Please copy every one of the items below word for word, leaving the pictures out of your answer.

%%

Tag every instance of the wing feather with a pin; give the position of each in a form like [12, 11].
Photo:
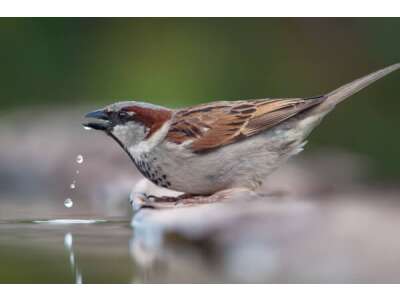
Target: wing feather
[209, 126]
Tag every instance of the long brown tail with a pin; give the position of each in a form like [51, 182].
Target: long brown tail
[351, 88]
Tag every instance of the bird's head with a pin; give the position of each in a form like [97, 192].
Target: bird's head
[130, 123]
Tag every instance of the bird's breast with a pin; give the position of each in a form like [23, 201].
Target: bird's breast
[150, 168]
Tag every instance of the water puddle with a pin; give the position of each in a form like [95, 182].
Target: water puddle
[68, 244]
[69, 221]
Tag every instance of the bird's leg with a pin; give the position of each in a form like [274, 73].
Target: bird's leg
[184, 200]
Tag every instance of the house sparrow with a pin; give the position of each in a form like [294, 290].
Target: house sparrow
[211, 148]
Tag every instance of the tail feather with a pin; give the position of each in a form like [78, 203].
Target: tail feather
[351, 88]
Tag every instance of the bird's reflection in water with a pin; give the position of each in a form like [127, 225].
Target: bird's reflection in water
[68, 243]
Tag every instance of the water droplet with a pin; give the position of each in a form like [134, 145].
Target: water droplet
[68, 240]
[79, 159]
[73, 185]
[68, 203]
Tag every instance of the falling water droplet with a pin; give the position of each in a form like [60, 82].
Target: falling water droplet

%%

◆ **FULL SOLUTION**:
Tag every instance of the wing feather with a pin; give the position of each in a form like [12, 11].
Photo:
Target: wing feather
[209, 126]
Tag every instance of the long brown tail with a pin; give the position of each in a form like [51, 182].
Target: long brown tail
[351, 88]
Tag every instance of the bird's head with a pin; give the position of each in a form like [97, 192].
Target: bird's head
[130, 123]
Tag every instance of the bird's breast with a pin; give the position of each in a form like [23, 201].
Target: bird's breast
[150, 168]
Tag every instance of the water puddle with a pin; give the position of each in a form like [95, 182].
Target: water puddle
[68, 244]
[69, 221]
Tag every instance of the bird's leg with a pin; give the position of each in a form like [274, 73].
Target: bird's leg
[184, 200]
Tag every instance of the house sparrow with a pin; give the position of each in a form like [294, 290].
Target: house sparrow
[211, 148]
Tag every instance of the tail feather with a pin; give the position of each in a form like [78, 203].
Target: tail feather
[351, 88]
Tag every instance of the bird's reflection in water with a pin; give the position of each in a form like [127, 225].
Target: bird's reflection in water
[68, 243]
Tag every instance of the water droplet with a pin; give the position of each in a form like [134, 145].
Target: water droplet
[68, 240]
[79, 159]
[73, 185]
[68, 203]
Tag every instance of the falling water droplet with a pin; give the position of each in a form like [60, 82].
Target: falling water droplet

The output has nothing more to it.